Within this listing, how many lines carry the string "behind"? State the number only.

━━━━━━━━━━━━━━━━━━━━

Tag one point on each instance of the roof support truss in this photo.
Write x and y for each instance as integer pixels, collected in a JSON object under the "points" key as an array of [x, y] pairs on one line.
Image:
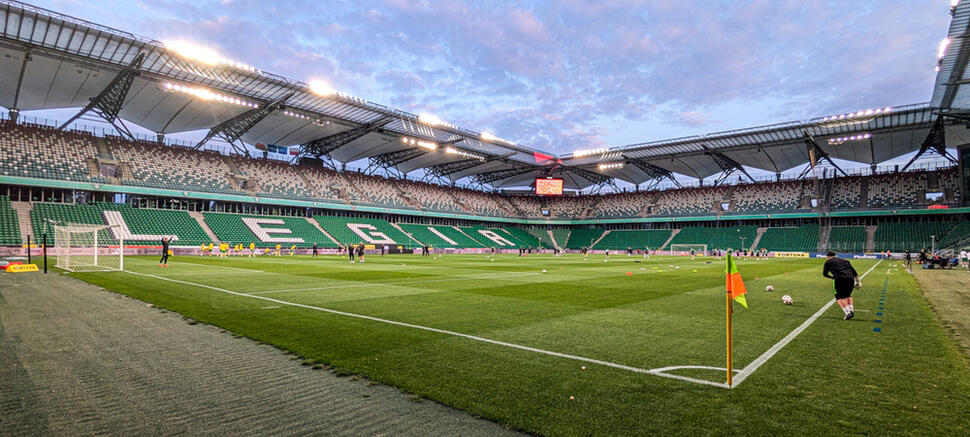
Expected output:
{"points": [[656, 174], [234, 128], [109, 102], [815, 154], [497, 175], [324, 146], [935, 141]]}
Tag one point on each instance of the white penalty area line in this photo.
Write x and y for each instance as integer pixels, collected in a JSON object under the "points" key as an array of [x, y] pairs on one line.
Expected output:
{"points": [[758, 362], [424, 281], [658, 372]]}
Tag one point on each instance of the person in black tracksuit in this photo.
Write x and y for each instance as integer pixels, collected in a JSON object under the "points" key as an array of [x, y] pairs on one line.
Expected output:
{"points": [[845, 279], [164, 261]]}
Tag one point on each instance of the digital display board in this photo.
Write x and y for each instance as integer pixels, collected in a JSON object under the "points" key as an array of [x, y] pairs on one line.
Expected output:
{"points": [[549, 187]]}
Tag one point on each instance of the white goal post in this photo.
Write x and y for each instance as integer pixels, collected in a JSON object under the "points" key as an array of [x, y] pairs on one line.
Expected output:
{"points": [[81, 247], [684, 249]]}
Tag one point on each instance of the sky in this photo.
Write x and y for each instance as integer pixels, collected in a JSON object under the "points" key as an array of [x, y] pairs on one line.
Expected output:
{"points": [[573, 74]]}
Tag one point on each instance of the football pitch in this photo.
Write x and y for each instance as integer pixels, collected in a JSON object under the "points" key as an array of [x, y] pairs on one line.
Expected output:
{"points": [[508, 338]]}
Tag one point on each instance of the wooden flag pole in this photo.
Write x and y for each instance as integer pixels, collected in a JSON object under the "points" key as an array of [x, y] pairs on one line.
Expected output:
{"points": [[730, 365]]}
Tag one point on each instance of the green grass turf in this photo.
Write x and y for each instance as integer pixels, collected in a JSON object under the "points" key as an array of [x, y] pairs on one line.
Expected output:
{"points": [[837, 377]]}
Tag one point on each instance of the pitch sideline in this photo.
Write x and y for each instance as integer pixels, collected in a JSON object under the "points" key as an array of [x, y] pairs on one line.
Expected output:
{"points": [[744, 373]]}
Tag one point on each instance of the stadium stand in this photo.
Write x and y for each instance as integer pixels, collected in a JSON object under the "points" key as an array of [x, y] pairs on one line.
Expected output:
{"points": [[338, 228], [847, 239], [434, 197], [172, 167], [846, 193], [958, 237], [275, 178], [689, 201], [44, 152], [140, 221], [635, 239], [768, 197], [801, 239], [9, 224], [913, 236], [621, 205], [583, 237], [232, 228], [717, 238], [426, 236], [542, 236]]}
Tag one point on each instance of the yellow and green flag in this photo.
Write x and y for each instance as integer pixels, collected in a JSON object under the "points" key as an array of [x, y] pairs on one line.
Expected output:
{"points": [[735, 286]]}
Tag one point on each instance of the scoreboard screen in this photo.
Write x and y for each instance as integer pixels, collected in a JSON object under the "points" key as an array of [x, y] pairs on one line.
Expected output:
{"points": [[548, 187]]}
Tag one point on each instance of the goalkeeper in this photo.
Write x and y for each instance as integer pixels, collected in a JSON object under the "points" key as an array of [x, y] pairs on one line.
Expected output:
{"points": [[845, 279]]}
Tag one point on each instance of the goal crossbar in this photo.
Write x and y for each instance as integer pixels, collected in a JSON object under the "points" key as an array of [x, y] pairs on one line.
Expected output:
{"points": [[81, 247]]}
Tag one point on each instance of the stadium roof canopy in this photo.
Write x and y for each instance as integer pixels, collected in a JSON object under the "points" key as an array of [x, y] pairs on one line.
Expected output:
{"points": [[50, 60]]}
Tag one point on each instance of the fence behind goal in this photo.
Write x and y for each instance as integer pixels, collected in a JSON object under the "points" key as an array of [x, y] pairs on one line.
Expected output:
{"points": [[87, 248]]}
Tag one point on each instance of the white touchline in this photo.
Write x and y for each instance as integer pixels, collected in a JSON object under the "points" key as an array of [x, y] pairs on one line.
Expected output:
{"points": [[424, 281], [754, 365], [657, 372]]}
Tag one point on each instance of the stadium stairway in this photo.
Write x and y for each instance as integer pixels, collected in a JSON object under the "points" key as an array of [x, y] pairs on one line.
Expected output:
{"points": [[205, 227], [672, 235], [324, 231], [870, 238], [757, 238], [23, 219]]}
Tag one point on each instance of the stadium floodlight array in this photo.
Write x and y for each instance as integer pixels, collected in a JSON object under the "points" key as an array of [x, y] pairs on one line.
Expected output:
{"points": [[611, 165], [430, 145], [842, 140], [858, 114], [589, 152], [205, 55], [206, 94]]}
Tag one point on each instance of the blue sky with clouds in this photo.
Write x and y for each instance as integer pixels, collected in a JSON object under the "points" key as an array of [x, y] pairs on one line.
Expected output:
{"points": [[573, 74]]}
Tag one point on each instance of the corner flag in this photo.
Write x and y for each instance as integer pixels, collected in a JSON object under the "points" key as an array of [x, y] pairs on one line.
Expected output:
{"points": [[735, 286]]}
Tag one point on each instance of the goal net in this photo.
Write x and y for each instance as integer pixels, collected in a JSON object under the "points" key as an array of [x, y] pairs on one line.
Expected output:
{"points": [[684, 249], [87, 248]]}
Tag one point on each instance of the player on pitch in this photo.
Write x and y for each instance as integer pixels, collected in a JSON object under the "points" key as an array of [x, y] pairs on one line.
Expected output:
{"points": [[845, 279]]}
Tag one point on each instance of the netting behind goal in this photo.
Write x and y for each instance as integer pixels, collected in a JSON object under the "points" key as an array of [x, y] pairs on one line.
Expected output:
{"points": [[87, 248], [684, 249]]}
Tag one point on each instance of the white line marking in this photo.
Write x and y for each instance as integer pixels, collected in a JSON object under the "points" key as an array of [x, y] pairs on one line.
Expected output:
{"points": [[424, 281], [754, 365], [446, 332]]}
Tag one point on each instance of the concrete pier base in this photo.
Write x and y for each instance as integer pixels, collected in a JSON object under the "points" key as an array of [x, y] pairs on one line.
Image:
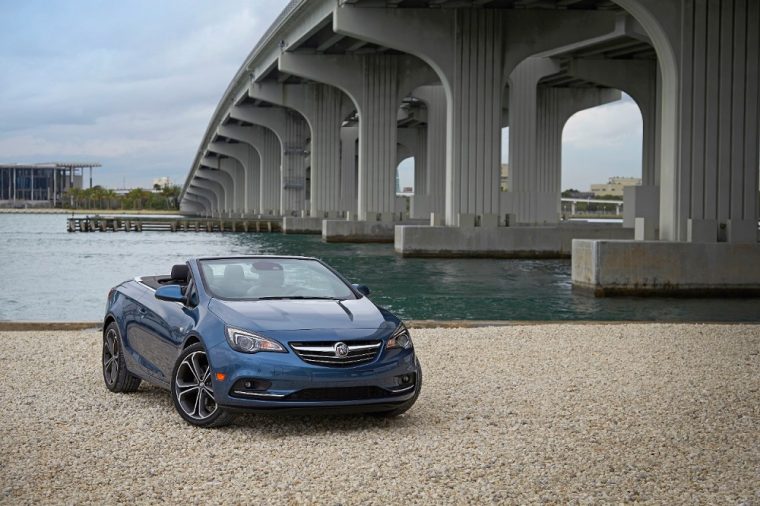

━━━━━━━━━━━━━━━━━━━━

◆ Response below ◆
2